An exact, complete copy of the entries is what is needed.

START Task material

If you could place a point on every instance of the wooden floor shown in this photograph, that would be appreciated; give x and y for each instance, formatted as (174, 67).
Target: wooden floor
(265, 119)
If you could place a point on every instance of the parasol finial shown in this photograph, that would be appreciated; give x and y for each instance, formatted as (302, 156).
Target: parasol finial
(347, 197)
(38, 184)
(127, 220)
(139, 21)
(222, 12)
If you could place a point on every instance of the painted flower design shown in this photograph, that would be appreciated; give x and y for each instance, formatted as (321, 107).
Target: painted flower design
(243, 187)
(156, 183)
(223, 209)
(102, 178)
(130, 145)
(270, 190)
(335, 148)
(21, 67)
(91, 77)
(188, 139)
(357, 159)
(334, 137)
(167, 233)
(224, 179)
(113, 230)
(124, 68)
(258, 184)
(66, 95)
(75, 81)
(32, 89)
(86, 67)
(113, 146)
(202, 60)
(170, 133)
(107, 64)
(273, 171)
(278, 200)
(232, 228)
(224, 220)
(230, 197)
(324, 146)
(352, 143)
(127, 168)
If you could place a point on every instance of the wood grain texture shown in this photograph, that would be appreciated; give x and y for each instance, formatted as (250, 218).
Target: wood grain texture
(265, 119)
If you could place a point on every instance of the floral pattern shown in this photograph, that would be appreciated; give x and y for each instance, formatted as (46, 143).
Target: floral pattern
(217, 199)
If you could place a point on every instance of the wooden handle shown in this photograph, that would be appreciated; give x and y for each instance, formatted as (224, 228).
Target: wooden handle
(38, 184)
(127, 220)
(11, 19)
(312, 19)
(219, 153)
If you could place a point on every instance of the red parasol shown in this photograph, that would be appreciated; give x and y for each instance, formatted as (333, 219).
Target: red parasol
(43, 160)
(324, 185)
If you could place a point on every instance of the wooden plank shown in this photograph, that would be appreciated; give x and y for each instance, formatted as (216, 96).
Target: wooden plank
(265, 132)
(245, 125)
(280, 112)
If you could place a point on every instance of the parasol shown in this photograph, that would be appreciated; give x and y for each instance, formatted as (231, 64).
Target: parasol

END Task material

▶ [Solution to the problem]:
If you could place a point on every instance of the wooden floor shown in this photograph, that would be appreciated; give x and y for each instance, formatted as (174, 67).
Target: wooden floor
(265, 119)
If you could place a point on every instance of the parasol finial shown in this photograph, that would be appreciated; give x and y for each instance, formatted as (302, 156).
Target: parasol finial
(347, 197)
(38, 184)
(127, 220)
(139, 21)
(222, 12)
If you could place a point on every instance of the painted flower design shown in this photograph, that would be appreciated; give x and y for each instance, formatted as (321, 107).
Target: painted flower design
(243, 187)
(156, 183)
(223, 209)
(102, 178)
(130, 145)
(270, 190)
(335, 148)
(21, 67)
(91, 77)
(188, 139)
(357, 159)
(334, 137)
(167, 233)
(224, 179)
(113, 230)
(124, 68)
(258, 184)
(66, 95)
(75, 81)
(32, 89)
(86, 67)
(113, 146)
(202, 60)
(170, 133)
(107, 64)
(273, 171)
(278, 200)
(232, 228)
(224, 220)
(230, 197)
(324, 146)
(352, 143)
(127, 168)
If you could place a point on every instance of the wood grain texture shown in this photograph, that would be appreciated; give x and y for each instance, formatted as (250, 218).
Target: wood grain texture
(265, 119)
If you could place a point on every instance of the floral pattern shown in this photograph, that would be appreciated; give x and y for each instance, formatted as (46, 143).
Target: floral pattern
(217, 199)
If you could place a point on every instance of the wooden handle shown in this photograph, that would be appreciated; give x and y for each instance, formatted as (224, 228).
Target: wooden handle
(38, 184)
(127, 220)
(11, 19)
(312, 19)
(219, 153)
If you could place a point on every instance of the red parasol shown in this photograph, that would be appreciated; give x and y for each instance, formatted as (333, 219).
Target: red parasol
(43, 160)
(324, 185)
If you could place a point on every instance of the wooden plank shown in this photograph, that would be appreciated; give x and y for each instance, formatted as (216, 96).
Target: wooden plank
(265, 132)
(245, 125)
(280, 112)
If you could place a point on every instance of the parasol shown in this photograph, that would be appreciated; give x and y for each instance, formatted as (231, 64).
Target: parasol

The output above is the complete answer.